(Pointing and labeling entries)

#####

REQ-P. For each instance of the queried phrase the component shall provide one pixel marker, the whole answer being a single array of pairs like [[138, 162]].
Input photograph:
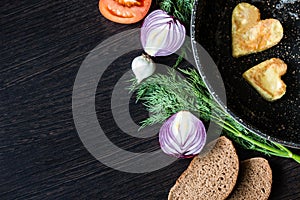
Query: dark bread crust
[[254, 181], [209, 176]]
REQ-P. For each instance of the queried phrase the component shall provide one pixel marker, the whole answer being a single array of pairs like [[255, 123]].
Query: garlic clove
[[142, 67]]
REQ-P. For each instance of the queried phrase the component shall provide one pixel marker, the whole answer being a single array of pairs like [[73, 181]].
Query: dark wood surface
[[43, 44]]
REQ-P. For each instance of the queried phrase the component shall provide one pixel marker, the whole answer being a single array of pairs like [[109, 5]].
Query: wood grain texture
[[43, 44]]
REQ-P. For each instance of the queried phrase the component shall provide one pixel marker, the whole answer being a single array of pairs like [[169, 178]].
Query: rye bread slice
[[254, 181], [209, 176]]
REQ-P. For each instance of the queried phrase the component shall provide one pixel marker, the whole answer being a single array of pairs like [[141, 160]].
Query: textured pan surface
[[211, 27]]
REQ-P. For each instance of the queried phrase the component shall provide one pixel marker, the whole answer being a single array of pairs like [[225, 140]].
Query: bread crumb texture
[[209, 176], [254, 181]]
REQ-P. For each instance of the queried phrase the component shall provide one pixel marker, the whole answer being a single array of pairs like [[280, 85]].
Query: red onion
[[161, 34], [183, 135]]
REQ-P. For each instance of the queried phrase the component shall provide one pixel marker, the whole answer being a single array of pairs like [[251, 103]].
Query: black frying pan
[[279, 120]]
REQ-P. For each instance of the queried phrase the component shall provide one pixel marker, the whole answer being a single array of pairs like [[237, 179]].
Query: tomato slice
[[124, 11]]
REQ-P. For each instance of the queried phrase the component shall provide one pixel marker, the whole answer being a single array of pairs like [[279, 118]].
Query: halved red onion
[[161, 34], [183, 135]]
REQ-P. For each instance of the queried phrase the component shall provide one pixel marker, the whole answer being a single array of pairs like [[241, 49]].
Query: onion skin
[[161, 34], [183, 135]]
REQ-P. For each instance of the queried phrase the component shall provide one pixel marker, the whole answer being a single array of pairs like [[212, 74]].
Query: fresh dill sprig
[[164, 95], [180, 9]]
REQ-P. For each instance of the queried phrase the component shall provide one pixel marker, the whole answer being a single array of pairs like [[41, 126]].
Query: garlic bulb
[[183, 135], [142, 67]]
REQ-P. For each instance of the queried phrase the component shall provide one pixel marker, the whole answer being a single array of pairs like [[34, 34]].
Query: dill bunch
[[180, 9], [166, 94]]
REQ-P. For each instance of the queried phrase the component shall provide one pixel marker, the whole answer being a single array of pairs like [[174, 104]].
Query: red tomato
[[124, 11]]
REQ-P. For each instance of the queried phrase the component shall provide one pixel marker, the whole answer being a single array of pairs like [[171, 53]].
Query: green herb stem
[[164, 95]]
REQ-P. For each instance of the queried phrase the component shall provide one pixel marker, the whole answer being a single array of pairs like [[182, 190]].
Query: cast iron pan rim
[[217, 99]]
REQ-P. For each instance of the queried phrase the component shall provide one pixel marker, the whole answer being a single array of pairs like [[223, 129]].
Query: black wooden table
[[43, 44]]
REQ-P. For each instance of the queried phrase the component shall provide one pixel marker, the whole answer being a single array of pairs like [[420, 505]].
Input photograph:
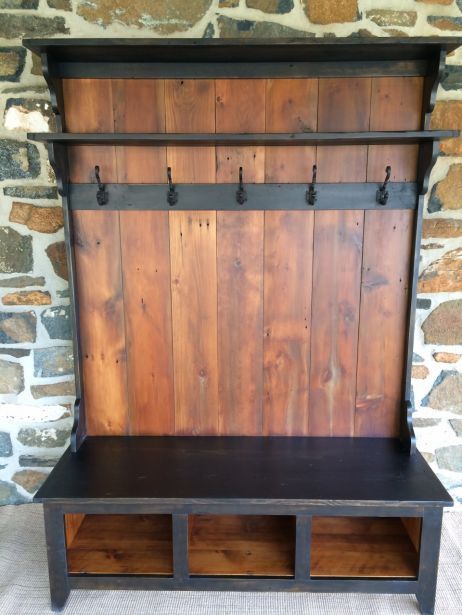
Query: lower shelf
[[372, 547]]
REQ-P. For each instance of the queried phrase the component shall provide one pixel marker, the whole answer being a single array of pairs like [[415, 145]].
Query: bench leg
[[56, 552], [429, 555]]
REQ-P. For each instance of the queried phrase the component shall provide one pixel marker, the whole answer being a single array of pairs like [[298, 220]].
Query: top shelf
[[313, 138]]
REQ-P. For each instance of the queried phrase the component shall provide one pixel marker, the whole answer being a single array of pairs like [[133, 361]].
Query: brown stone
[[446, 393], [444, 275], [420, 372], [163, 16], [385, 17], [56, 252], [36, 218], [441, 227], [444, 325], [446, 357], [30, 480], [27, 297], [447, 193], [331, 11], [57, 389], [447, 115]]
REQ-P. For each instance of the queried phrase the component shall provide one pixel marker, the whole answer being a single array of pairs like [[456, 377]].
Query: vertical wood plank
[[194, 316], [343, 105], [383, 315], [334, 321], [288, 273], [291, 106], [88, 108], [240, 107], [190, 107], [396, 104], [148, 318], [240, 319], [139, 106], [99, 283]]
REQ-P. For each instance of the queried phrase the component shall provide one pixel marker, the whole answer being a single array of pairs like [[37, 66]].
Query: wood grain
[[287, 284], [240, 107], [122, 544], [291, 106], [190, 107], [148, 318], [383, 316], [241, 545], [88, 108], [102, 327], [240, 321], [194, 316], [343, 105], [362, 547], [396, 104], [334, 321], [139, 106]]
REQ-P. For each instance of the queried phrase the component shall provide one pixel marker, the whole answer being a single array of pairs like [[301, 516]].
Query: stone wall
[[36, 384]]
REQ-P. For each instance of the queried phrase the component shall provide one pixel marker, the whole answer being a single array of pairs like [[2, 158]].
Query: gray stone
[[450, 458], [21, 281], [15, 352], [15, 251], [15, 25], [6, 448], [18, 160], [43, 437], [56, 361], [446, 393], [12, 61], [56, 321], [9, 494], [35, 461], [31, 192], [244, 28], [17, 327], [11, 377], [456, 424]]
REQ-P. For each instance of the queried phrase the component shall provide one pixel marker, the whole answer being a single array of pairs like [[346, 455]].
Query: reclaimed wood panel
[[334, 321], [240, 107], [240, 321], [383, 320], [396, 104], [190, 107], [343, 105], [287, 326], [194, 321], [123, 544], [232, 545], [102, 326], [139, 106], [362, 547], [291, 106], [88, 108], [148, 319]]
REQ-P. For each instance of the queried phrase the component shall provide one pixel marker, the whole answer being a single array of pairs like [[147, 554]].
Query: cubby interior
[[372, 547], [242, 545], [119, 544]]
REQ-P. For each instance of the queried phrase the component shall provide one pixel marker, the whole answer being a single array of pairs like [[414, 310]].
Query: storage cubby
[[242, 545], [373, 547], [119, 544]]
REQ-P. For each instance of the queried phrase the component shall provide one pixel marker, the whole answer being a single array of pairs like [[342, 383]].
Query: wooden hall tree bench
[[243, 224]]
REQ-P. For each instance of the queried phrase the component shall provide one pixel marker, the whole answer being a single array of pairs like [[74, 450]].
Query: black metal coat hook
[[311, 193], [382, 192], [102, 197], [241, 194], [172, 194]]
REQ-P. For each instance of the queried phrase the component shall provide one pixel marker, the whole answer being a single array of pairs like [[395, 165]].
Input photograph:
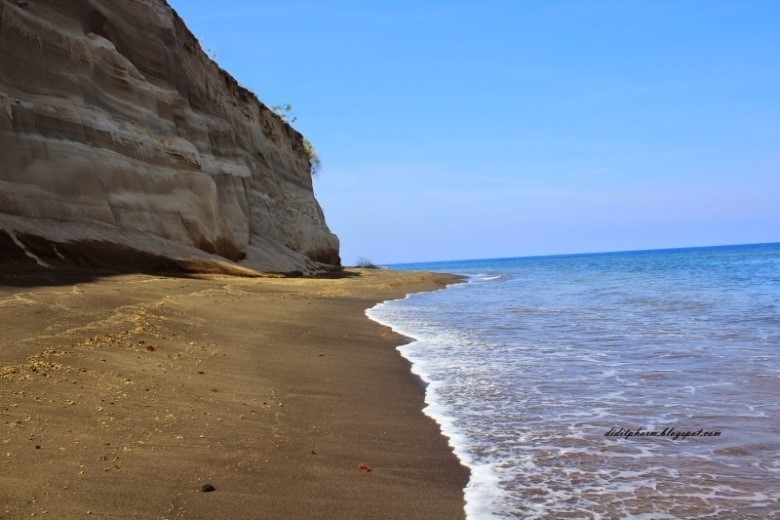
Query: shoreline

#####

• Description of the task: Rewrite all the rows above, swapping "pixel marker" for "coordinate point" everywhere it appears and keeping everything else the same. Leave the pictures out of your answer.

• The result:
REQ-P. For each instance of the queried phrase the component shall provide one coordinate point, the whole answer being a single array of pairs like [[138, 162]].
Input photograph:
Query: dark bread crust
[[254, 181], [209, 176]]
REQ-P. For each instance of the queried phrase the component shall provide one coordinate point, the whole answer being a single array of pairs like [[255, 123]].
Query: garlic clove
[[142, 67]]
REQ-P. For each instance of the queried phrase the component shall provide one coordinate point, the whole answer being a single array of pairs like [[73, 181]].
Query: dark wood surface
[[43, 44]]
REQ-P. For each instance of the queried phrase the component shall provide one coordinate point, the whole answer being a single array of pairs like [[109, 5]].
Query: wood grain texture
[[43, 44]]
REQ-P. For each instance of the queried phrase the component shall provide one coordinate point, the whole answer being a single array of pairs like [[169, 178]].
Query: rye bread slice
[[254, 181], [209, 176]]
REQ-P. For each instance of the queried phrase the component shall provide one coordinate point, the whole answer being a single array of pairs like [[141, 160]].
Query: textured pan surface
[[211, 27]]
REQ-P. For each instance of the queried phrase the component shall provide one coordinate point, the whole answer being a single array of pairs like [[225, 140]].
Query: bread crumb texture
[[209, 176], [254, 181]]
REQ-P. For each instance of the queried phrase the component shall provide one coordinate point, the whole answer being a single array of pairs like [[280, 85]].
Query: red onion
[[161, 34], [183, 135]]
REQ-P. For each instance of the queried phrase the component shall provide one coordinate point, the whole answer being a single array of pairs like [[251, 103]].
Query: black frying pan
[[279, 120]]
REQ-P. For each instance of the queried phrase the component shall provide one coordinate point, the whole answer being a single array of pairs like [[237, 179]].
Query: tomato slice
[[124, 11]]
REQ-P. For each instance of the queried phrase the component shall provide one coordinate point, the whole answer being a single array of pairs like [[279, 118]].
Query: halved red onion
[[161, 34], [183, 135]]
REQ-P. For each instance of the queried phrase the component shall provide one coordinate point, the whole answer being a single array of pairs like [[241, 49]].
Query: onion skin
[[161, 34], [183, 135]]
REQ-P. For each instance of the queried phrase the component shall provide one coordinate point, the whole answer being a single array of pairs like [[212, 74]].
Query: fresh dill sprig
[[164, 95], [180, 9]]
REQ-P. For each instance of the queried phrase the component shall provide one coordinate point, the whole answer being a single array of pairs like [[41, 126]].
Query: garlic bulb
[[183, 135], [142, 67]]
REQ-P. For each instance of the queried phrase the component shall provide one coordinate point, the whole answer being a single array of pairs like [[34, 34]].
Query: dill bunch
[[180, 9], [166, 94]]
REQ-P. For each instance of the queried phrase the component shall provide one coordinate point, the whole answer being a single array of pairs like [[174, 104]].
Query: red tomato
[[124, 11]]
REQ-P. For each instance of the queried phrase the component shall provide one coordinate point, the whole answer being a single array of pairs like [[171, 53]].
Query: green herb stem
[[164, 95]]
REQ-P. For each instance of the queried phrase the component shall provide one coordinate point, the whole answer being a single array of pairs like [[182, 190]].
Query: cast iron pan rim
[[217, 99]]
REQ-P. For each instance of the queried phrase the component shall provide one coordinate point, the whole answer being a single array of pairs like [[223, 129]].
Query: black wooden table
[[43, 44]]
REQ-P. For each instance of the queried phrase the component shall provide one coordinate point, the whole answer being a single array of pairs like [[420, 505]].
Input photograph:
Query: lower shelf
[[372, 547]]
REQ-P. For each instance of the queried phrase the component shall provide one coordinate point, the whole answer being a single array of pairs like [[415, 145]].
Query: bench leg
[[56, 552], [429, 555]]
REQ-P. For each instance of the queried phrase the component shall provide one coordinate point, the whole answer being a single array of pairs like [[298, 220]].
Query: top shelf
[[313, 138]]
REQ-P. For each instance of the queried phrase the component shall provide one coordinate point, the whole answer being a single array of pairs like [[133, 361]].
Query: brown stone
[[446, 393], [444, 275], [420, 372], [163, 16], [385, 17], [56, 252], [36, 218], [441, 227], [444, 325], [446, 357], [30, 480], [27, 297], [447, 193], [331, 11], [57, 389], [447, 115]]
REQ-P. For each instance of the queried phrase the component shall provide one coordinate point, the whole answer being a single array of pairs like [[456, 377]].
Query: vertical wood plank
[[194, 316], [343, 105], [383, 315], [334, 321], [288, 273], [291, 106], [88, 108], [240, 107], [190, 107], [396, 104], [148, 318], [240, 319], [139, 106], [99, 283]]
REQ-P. For each instance of the queried phrase the component shall provide one coordinate point, the whole answer being a single array of pairs like [[37, 66]].
Query: wood grain
[[287, 284], [240, 107], [122, 544], [291, 106], [190, 107], [148, 318], [383, 316], [241, 545], [88, 108], [102, 327], [240, 321], [194, 316], [343, 105], [362, 547], [396, 104], [334, 321], [139, 106]]
REQ-P. For each instance of the queried phrase the component shall provide one coordinate point, the whole answer being a single array of pairs like [[301, 516]].
Query: stone wall
[[36, 384]]
REQ-P. For each instance of the queried phrase the component shall provide one coordinate point, the whole answer being a single array of pairs like [[2, 158]].
Query: gray stone
[[450, 458], [21, 281], [15, 352], [15, 251], [15, 25], [6, 448], [18, 160], [43, 437], [56, 361], [446, 393], [12, 61], [56, 321], [9, 494], [35, 461], [31, 192], [244, 28], [17, 327], [11, 377], [456, 424]]
REQ-P. For each instance of the queried phrase the component shall provide one coordinate point, the whole answer being a single array of pairs like [[346, 455]].
Query: reclaimed wood panel
[[334, 321], [240, 107], [240, 321], [383, 320], [396, 104], [190, 107], [343, 105], [287, 326], [194, 321], [123, 544], [232, 545], [102, 326], [139, 106], [362, 547], [291, 106], [88, 108], [148, 319]]
REQ-P. For each instance of the queried phrase the component shall provide one coordinate point, the whole answer being a single array of pairs like [[147, 554]].
Query: cubby interior
[[372, 547], [242, 545], [119, 544]]
REQ-P. For each instance of the queried phrase the component shall provide one coordinate point, the whole answer being a single array of pairs like [[414, 310]].
Query: storage cubby
[[242, 545], [373, 547], [119, 544]]
REQ-P. For each instance of the queried phrase the component shall provide one coordinate point, the whole answer being a single array of pairs like [[342, 383]].
Query: wooden hall tree bench
[[243, 224]]
REQ-P. For each instance of the queried phrase the component shall provide one coordinate point, the whole answer being a single array of pairs like [[74, 450]].
Query: black metal coat hook
[[311, 193], [382, 192], [102, 197], [241, 194], [172, 194]]
REQ-P. For each instance of the queried phrase the component shall provide one coordinate point, the whole answer being a single array of pairs like [[395, 165]].
Input photograph:
Query: shoreline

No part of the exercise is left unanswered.